## TASK TO CARRY OUT
Quote the records line for line, beginning with the first line and ending after the line containing "[299,338,403,436]".

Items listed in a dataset
● ● ● ●
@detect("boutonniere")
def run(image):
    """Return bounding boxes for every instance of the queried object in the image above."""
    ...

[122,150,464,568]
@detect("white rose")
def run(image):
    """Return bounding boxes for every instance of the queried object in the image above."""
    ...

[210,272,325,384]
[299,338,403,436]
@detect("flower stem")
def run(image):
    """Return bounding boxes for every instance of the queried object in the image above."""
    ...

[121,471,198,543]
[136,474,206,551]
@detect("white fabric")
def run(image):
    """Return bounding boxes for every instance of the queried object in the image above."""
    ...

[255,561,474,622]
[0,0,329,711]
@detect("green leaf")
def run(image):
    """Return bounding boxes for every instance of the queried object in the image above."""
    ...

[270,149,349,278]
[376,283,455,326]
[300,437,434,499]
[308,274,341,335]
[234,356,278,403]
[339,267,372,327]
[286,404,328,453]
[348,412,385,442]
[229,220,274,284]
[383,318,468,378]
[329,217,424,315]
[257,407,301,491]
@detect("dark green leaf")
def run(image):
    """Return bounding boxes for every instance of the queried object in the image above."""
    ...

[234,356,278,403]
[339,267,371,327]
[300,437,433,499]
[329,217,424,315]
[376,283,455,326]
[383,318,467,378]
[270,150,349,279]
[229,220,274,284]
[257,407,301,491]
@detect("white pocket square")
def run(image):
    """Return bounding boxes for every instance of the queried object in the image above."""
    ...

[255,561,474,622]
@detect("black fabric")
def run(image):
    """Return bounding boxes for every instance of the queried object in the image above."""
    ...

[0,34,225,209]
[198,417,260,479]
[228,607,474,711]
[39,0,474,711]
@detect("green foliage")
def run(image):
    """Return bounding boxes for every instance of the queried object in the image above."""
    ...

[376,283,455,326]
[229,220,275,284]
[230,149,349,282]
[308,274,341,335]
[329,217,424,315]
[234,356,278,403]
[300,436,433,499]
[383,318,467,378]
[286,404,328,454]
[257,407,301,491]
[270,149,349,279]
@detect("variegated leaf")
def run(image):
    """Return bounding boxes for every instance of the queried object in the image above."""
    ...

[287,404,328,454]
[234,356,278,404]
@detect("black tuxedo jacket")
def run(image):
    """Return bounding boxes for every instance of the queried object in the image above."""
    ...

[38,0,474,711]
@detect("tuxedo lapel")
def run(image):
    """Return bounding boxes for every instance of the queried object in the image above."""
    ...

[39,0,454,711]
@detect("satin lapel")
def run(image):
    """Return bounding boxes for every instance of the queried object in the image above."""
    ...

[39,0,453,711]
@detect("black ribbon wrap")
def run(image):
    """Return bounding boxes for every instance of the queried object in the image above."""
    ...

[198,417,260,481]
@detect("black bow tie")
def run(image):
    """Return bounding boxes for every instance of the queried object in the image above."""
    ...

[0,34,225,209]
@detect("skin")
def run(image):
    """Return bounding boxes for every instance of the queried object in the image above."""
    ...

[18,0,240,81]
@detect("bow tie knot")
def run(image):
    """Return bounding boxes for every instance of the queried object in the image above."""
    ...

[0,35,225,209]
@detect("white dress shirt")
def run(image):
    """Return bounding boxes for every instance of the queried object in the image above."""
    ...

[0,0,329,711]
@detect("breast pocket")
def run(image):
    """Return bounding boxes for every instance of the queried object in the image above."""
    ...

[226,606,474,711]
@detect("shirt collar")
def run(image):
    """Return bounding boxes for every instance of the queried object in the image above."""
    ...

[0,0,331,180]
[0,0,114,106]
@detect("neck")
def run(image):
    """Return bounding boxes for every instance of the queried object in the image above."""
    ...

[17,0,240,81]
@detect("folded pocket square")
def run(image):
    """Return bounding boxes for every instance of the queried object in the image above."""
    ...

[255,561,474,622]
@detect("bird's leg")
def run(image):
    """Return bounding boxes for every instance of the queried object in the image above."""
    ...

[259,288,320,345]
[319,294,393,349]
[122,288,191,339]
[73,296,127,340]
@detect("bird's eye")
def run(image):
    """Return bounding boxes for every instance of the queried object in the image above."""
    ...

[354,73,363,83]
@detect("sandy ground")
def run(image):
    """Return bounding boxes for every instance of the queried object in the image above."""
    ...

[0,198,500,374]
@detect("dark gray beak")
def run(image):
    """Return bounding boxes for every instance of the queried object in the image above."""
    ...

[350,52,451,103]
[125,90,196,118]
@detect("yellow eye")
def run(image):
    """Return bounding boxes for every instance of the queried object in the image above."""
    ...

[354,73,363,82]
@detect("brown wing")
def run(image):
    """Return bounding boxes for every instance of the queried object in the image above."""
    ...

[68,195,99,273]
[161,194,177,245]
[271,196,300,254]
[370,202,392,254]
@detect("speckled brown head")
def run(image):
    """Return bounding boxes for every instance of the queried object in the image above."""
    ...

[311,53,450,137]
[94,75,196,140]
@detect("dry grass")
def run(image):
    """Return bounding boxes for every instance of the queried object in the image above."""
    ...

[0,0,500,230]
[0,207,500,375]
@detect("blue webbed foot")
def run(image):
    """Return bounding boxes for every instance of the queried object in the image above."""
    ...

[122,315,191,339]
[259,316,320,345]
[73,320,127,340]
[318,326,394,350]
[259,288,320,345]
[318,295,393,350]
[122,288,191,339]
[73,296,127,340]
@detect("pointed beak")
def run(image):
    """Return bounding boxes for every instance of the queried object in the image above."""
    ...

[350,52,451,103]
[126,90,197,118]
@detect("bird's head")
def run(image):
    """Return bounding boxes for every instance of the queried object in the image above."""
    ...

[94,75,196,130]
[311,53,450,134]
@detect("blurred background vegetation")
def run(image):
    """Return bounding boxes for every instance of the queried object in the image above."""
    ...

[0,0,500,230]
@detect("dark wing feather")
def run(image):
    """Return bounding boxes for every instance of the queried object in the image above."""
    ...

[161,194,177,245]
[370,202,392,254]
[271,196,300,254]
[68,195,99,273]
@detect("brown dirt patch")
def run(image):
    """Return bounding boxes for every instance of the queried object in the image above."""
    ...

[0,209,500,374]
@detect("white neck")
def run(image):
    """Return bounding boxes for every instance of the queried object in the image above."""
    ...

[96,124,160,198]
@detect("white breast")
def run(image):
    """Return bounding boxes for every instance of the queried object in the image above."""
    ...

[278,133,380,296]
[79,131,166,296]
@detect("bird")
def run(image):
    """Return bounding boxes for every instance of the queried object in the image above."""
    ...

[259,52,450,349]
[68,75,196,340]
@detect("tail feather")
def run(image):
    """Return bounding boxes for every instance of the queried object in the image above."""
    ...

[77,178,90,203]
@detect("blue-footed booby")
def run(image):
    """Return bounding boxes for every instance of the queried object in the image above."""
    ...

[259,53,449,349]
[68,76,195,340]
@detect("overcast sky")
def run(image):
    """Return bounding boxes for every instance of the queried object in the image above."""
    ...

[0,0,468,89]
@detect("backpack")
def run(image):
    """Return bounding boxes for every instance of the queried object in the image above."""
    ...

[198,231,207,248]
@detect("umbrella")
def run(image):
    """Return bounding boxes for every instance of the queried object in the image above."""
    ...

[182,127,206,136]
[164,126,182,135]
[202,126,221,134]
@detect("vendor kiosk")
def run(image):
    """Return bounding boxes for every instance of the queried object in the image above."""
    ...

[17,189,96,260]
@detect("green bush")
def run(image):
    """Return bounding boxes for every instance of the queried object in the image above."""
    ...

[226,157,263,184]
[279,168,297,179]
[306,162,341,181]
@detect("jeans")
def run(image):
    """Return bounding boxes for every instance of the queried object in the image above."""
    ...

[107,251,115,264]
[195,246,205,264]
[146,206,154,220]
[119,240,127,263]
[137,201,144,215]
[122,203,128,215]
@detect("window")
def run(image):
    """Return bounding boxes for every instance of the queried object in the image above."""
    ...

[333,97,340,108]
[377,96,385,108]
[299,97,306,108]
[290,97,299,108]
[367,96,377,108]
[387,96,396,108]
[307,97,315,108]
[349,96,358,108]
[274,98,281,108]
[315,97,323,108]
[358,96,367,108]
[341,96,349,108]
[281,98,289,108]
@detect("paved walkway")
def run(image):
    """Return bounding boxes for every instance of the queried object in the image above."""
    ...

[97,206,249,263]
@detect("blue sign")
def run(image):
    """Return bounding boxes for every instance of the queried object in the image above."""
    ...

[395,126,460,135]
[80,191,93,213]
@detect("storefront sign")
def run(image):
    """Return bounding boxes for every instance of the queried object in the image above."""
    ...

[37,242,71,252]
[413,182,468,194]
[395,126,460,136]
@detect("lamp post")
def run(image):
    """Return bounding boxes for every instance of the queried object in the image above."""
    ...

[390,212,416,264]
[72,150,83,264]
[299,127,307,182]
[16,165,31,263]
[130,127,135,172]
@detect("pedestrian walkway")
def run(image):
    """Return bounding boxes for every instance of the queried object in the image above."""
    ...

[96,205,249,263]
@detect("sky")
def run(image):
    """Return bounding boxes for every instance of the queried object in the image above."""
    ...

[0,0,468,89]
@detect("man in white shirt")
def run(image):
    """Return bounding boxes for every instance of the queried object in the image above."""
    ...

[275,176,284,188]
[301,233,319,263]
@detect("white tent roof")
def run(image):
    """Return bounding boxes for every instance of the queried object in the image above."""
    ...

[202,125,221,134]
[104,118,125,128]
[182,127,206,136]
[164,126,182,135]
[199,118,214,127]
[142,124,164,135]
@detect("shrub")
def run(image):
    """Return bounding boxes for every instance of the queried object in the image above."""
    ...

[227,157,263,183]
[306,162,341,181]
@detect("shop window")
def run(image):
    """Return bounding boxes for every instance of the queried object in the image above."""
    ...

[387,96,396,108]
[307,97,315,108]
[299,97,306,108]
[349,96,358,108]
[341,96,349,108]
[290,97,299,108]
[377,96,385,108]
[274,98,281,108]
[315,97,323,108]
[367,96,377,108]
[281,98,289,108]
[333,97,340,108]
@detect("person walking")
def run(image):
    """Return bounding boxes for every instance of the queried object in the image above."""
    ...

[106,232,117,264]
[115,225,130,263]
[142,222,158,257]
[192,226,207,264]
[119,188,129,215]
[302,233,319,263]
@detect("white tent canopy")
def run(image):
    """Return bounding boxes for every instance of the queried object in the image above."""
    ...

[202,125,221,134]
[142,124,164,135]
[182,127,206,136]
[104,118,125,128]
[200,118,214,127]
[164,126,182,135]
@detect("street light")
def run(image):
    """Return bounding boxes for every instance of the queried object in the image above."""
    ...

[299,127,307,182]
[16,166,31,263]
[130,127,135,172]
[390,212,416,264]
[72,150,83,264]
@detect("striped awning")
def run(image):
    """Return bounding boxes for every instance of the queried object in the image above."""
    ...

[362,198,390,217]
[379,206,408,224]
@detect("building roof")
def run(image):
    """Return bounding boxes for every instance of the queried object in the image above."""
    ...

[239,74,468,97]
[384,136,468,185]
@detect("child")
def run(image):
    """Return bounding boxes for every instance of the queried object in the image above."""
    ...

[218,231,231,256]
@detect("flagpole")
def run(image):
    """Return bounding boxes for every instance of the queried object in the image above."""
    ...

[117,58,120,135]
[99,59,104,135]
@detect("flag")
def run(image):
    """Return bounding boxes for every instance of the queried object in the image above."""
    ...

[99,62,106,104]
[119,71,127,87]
● ● ● ●
## COMPLETED TASK
@detect("boutonniere")
def run(image):
    """Return bounding boxes for every instance of the queried object in the image above."""
    ...

[122,150,464,568]
@detect("white rose")
def run(image):
    """Return bounding boxes for every instance of the queried object in the image above."""
    ...

[210,272,325,384]
[299,338,403,436]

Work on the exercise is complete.